__EXTRACTED TEXT__
===

If you wanted evidence that we live in a simulation, look no further than what's happening with Daniel Jones. The New York Giants are 0-2. The Indianapolis Colts are 2-0, meaning Danny Dimes, by some divine power, is undefeated.
In a twist so strange it might break Giants fans’ brains, the same quarterback who spent six years underwhelming in New York is suddenly thriving in Indianapolis. He’s leading touchdown drives, standing tall and looking confident in the pocket, and not turning the ball over. For a guy who made punting practically a Big Blue tradition, Jones hasn’t even let Indy use theirs.
The @Colts are the first team in the Super Bowl era to not punt in either of their first two games in a season 🤯#ForTheShoe pic.twitter.com/SGwXuqsNpu
— NFL+ (@NFLPlus) September 14, 2025
Seriously, Colts punter Rigoberto Sanchez hasn’t been called upon once this season. Not once. Through two games, Jones and the Horseshoe offense have made NFL history, becoming the first team in the Super Bowl era to start the season with two straight games without a single punt. And jobs are on the line.

===

__STORED DATA__
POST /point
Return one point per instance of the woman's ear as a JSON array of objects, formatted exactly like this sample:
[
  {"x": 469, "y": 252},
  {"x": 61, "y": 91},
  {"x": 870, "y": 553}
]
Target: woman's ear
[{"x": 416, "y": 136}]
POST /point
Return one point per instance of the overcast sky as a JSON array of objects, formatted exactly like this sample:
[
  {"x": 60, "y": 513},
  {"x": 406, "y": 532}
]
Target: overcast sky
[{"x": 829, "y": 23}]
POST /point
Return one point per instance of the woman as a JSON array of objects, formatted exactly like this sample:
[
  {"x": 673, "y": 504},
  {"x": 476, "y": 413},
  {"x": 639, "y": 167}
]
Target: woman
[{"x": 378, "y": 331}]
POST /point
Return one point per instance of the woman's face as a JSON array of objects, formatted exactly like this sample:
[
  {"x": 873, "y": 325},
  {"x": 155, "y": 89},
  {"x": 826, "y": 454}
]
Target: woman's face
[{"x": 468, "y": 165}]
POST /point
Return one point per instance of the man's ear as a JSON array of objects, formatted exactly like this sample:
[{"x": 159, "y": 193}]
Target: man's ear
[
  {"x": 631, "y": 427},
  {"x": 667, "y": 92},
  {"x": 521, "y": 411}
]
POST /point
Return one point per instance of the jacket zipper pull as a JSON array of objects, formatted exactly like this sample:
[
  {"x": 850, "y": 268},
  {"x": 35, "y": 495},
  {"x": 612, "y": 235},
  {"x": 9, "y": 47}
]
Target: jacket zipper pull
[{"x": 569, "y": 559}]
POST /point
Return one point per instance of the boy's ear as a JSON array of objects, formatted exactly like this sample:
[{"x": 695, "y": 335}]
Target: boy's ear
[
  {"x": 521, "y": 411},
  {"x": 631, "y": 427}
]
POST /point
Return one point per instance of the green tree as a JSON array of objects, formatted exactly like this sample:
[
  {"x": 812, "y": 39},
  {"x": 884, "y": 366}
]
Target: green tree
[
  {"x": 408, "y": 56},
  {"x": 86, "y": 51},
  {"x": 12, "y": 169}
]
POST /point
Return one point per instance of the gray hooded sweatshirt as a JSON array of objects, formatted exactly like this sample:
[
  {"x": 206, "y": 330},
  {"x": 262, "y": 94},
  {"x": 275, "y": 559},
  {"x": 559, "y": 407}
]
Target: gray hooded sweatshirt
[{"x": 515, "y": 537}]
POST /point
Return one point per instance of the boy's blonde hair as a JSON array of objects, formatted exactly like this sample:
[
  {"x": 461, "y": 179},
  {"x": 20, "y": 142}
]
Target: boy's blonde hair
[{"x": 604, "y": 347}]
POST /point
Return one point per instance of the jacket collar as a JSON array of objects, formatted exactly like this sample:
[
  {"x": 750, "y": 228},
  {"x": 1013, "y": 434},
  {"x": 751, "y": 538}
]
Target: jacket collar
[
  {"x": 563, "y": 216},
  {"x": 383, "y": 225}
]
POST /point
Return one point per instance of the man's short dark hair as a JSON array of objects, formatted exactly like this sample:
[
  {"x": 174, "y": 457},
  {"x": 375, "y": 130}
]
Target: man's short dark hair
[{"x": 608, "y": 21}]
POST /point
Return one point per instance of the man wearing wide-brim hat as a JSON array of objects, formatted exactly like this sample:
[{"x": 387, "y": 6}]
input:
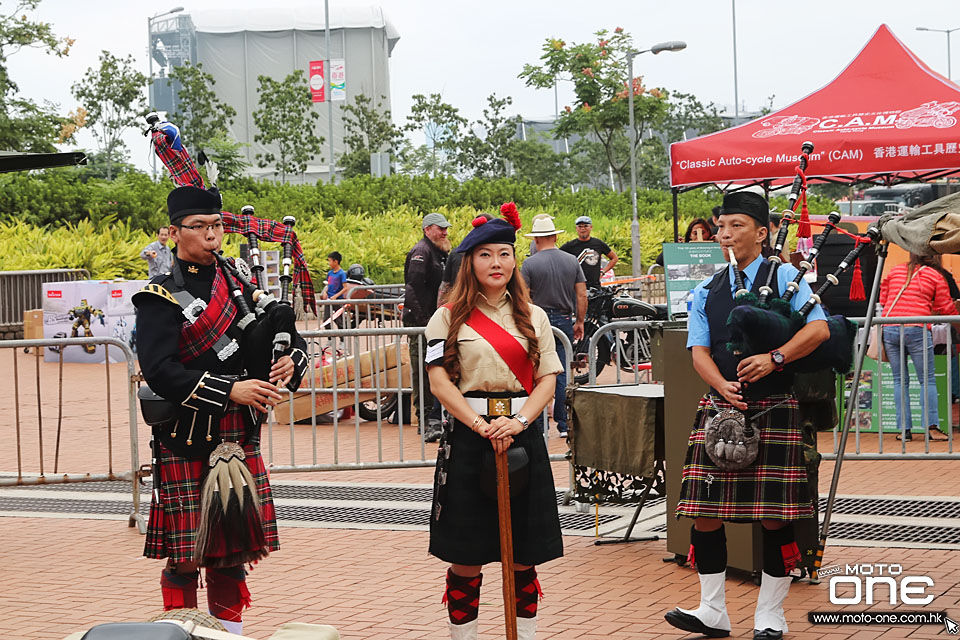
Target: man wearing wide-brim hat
[
  {"x": 558, "y": 286},
  {"x": 771, "y": 489}
]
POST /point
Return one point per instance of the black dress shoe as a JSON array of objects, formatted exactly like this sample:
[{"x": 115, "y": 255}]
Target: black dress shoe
[{"x": 685, "y": 621}]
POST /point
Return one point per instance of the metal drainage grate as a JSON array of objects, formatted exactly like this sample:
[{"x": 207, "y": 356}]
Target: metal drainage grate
[
  {"x": 895, "y": 533},
  {"x": 895, "y": 507},
  {"x": 353, "y": 493},
  {"x": 881, "y": 533},
  {"x": 349, "y": 515}
]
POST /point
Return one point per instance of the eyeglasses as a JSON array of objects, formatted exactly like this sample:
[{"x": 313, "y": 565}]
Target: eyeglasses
[{"x": 216, "y": 226}]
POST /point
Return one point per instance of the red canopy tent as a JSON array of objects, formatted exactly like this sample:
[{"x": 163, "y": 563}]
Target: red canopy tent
[{"x": 886, "y": 118}]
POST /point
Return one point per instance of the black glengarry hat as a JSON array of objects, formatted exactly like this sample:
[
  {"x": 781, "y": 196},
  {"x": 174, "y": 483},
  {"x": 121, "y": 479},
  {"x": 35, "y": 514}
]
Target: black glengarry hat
[
  {"x": 189, "y": 201},
  {"x": 749, "y": 204},
  {"x": 496, "y": 231}
]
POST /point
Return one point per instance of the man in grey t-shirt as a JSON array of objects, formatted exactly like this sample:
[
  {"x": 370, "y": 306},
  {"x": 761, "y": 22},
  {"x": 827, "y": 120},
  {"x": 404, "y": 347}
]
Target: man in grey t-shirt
[
  {"x": 157, "y": 254},
  {"x": 558, "y": 286}
]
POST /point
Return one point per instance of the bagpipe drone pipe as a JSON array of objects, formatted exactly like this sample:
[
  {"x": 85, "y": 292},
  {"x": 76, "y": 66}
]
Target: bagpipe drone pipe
[
  {"x": 760, "y": 324},
  {"x": 269, "y": 327}
]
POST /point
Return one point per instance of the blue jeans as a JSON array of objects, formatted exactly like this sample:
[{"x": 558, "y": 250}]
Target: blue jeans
[
  {"x": 563, "y": 322},
  {"x": 922, "y": 363}
]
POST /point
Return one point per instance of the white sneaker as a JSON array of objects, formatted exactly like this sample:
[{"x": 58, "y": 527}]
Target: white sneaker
[
  {"x": 769, "y": 622},
  {"x": 710, "y": 618}
]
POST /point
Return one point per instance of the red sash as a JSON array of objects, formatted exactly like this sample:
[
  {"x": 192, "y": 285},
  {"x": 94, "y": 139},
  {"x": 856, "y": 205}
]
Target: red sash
[
  {"x": 506, "y": 346},
  {"x": 198, "y": 337}
]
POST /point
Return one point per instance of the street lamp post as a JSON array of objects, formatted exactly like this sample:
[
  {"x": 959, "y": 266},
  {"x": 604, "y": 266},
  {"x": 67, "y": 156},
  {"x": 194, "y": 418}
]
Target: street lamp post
[
  {"x": 150, "y": 92},
  {"x": 948, "y": 32},
  {"x": 673, "y": 45}
]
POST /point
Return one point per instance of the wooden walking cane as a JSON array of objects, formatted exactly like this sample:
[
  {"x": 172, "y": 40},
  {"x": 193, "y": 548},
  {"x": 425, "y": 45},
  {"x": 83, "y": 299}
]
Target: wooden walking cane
[{"x": 506, "y": 546}]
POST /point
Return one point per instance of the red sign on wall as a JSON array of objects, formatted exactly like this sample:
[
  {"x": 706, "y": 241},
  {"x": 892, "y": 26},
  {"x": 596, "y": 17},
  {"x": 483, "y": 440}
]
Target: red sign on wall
[{"x": 317, "y": 84}]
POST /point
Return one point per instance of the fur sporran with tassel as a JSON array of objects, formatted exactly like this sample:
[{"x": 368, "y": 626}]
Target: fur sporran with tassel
[{"x": 231, "y": 526}]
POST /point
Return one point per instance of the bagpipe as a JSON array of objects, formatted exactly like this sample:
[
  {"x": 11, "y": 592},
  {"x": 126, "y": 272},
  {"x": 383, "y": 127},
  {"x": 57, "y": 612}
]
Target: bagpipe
[{"x": 760, "y": 324}]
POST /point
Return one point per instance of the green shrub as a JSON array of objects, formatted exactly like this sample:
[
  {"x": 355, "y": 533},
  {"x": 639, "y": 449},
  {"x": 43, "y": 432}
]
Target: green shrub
[{"x": 57, "y": 219}]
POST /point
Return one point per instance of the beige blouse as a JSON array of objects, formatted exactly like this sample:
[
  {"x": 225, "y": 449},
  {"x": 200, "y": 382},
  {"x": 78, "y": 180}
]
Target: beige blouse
[{"x": 482, "y": 368}]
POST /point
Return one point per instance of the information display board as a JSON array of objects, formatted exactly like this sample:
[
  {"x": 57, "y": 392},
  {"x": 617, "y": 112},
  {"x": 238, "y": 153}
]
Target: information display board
[{"x": 876, "y": 406}]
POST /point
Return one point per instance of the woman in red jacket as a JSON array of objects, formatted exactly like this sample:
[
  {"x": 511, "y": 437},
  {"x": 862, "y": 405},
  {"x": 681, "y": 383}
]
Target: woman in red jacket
[{"x": 914, "y": 289}]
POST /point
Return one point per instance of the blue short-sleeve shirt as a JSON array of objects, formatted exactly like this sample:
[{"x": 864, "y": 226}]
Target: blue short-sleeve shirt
[{"x": 698, "y": 330}]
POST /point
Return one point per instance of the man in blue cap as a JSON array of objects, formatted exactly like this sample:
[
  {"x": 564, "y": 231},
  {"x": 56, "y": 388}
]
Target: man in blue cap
[{"x": 588, "y": 251}]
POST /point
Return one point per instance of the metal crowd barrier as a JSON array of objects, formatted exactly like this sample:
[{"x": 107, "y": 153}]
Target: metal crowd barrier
[
  {"x": 22, "y": 290},
  {"x": 355, "y": 313},
  {"x": 41, "y": 476},
  {"x": 946, "y": 423},
  {"x": 362, "y": 370}
]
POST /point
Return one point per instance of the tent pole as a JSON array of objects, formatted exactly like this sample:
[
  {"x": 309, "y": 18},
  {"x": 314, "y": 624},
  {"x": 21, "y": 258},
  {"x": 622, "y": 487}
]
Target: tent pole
[
  {"x": 852, "y": 404},
  {"x": 676, "y": 215}
]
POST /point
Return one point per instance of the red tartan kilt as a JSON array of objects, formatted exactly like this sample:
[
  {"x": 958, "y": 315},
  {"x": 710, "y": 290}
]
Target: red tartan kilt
[
  {"x": 172, "y": 528},
  {"x": 773, "y": 487}
]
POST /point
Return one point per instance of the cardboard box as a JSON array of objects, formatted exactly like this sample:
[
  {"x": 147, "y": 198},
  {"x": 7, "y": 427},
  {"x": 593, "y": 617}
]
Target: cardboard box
[{"x": 33, "y": 324}]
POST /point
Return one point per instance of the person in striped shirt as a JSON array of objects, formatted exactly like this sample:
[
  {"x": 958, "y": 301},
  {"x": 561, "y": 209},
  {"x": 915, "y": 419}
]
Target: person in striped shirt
[{"x": 914, "y": 289}]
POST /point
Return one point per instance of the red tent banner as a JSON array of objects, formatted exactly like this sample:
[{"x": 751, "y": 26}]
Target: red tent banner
[{"x": 886, "y": 117}]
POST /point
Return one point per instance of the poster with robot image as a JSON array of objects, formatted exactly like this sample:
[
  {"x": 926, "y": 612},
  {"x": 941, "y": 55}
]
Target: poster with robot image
[{"x": 97, "y": 308}]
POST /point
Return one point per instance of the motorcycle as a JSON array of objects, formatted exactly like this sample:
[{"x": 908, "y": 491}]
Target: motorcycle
[{"x": 606, "y": 305}]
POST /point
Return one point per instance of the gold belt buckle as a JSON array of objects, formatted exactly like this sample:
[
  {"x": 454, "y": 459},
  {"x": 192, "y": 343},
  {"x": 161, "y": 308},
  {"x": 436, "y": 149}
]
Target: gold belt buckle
[{"x": 498, "y": 407}]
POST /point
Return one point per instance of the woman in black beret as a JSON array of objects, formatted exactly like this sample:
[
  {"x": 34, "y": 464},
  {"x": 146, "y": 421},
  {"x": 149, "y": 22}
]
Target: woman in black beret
[{"x": 492, "y": 363}]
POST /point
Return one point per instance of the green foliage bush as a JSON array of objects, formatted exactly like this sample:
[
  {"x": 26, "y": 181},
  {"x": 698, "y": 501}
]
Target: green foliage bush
[{"x": 57, "y": 219}]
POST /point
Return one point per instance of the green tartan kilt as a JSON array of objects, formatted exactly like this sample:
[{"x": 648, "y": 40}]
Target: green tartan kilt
[{"x": 773, "y": 487}]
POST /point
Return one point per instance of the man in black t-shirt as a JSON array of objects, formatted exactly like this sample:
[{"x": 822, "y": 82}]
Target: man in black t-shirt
[{"x": 588, "y": 251}]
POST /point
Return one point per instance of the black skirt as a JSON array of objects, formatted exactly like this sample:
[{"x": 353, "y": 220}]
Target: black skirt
[{"x": 467, "y": 530}]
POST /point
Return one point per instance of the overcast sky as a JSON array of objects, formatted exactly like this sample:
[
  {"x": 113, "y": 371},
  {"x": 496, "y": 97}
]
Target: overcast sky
[{"x": 465, "y": 51}]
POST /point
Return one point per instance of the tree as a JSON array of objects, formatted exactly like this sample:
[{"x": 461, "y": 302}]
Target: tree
[
  {"x": 534, "y": 160},
  {"x": 286, "y": 118},
  {"x": 367, "y": 129},
  {"x": 227, "y": 153},
  {"x": 204, "y": 117},
  {"x": 599, "y": 74},
  {"x": 441, "y": 123},
  {"x": 24, "y": 124},
  {"x": 486, "y": 156},
  {"x": 113, "y": 98}
]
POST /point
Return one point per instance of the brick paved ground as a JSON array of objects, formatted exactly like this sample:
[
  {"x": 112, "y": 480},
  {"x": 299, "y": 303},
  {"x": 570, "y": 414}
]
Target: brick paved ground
[{"x": 62, "y": 575}]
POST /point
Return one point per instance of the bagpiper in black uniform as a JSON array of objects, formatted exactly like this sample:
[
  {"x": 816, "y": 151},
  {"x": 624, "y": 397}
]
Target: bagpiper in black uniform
[
  {"x": 192, "y": 353},
  {"x": 772, "y": 488}
]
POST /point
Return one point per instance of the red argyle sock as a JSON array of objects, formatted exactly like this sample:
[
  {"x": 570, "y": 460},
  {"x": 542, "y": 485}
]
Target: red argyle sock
[
  {"x": 227, "y": 594},
  {"x": 179, "y": 589},
  {"x": 462, "y": 597},
  {"x": 528, "y": 592}
]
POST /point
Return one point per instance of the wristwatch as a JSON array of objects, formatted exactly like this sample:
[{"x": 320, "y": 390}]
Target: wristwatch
[{"x": 778, "y": 360}]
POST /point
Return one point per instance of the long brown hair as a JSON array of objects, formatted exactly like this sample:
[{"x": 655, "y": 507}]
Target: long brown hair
[{"x": 461, "y": 302}]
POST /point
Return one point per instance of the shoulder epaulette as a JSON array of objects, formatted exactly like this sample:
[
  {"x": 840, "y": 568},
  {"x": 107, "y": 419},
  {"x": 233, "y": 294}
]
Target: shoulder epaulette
[{"x": 158, "y": 290}]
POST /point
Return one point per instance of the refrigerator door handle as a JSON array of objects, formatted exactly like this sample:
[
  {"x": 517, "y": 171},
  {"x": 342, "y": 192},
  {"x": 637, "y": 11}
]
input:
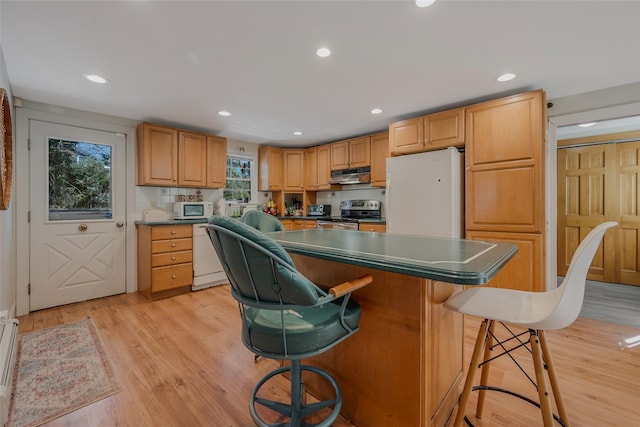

===

__TASK GOAL__
Retype the passage of the Daniel Jones article between "In a twist so" and "on the line.", inclusive.

__SOLUTION__
In a twist so strange it might break Giants fans’ brains, the same quarterback who spent six years underwhelming in New York is suddenly thriving in Indianapolis. He’s leading touchdown drives, standing tall and looking confident in the pocket, and not turning the ball over. For a guy who made punting practically a Big Blue tradition, Jones hasn’t even let Indy use theirs.
The @Colts are the first team in the Super Bowl era to not punt in either of their first two games in a season 🤯#ForTheShoe pic.twitter.com/SGwXuqsNpu
— NFL+ (@NFLPlus) September 14, 2025
Seriously, Colts punter Rigoberto Sanchez hasn’t been called upon once this season. Not once. Through two games, Jones and the Horseshoe offense have made NFL history, becoming the first team in the Super Bowl era to start the season with two straight games without a single punt. And jobs are on the line.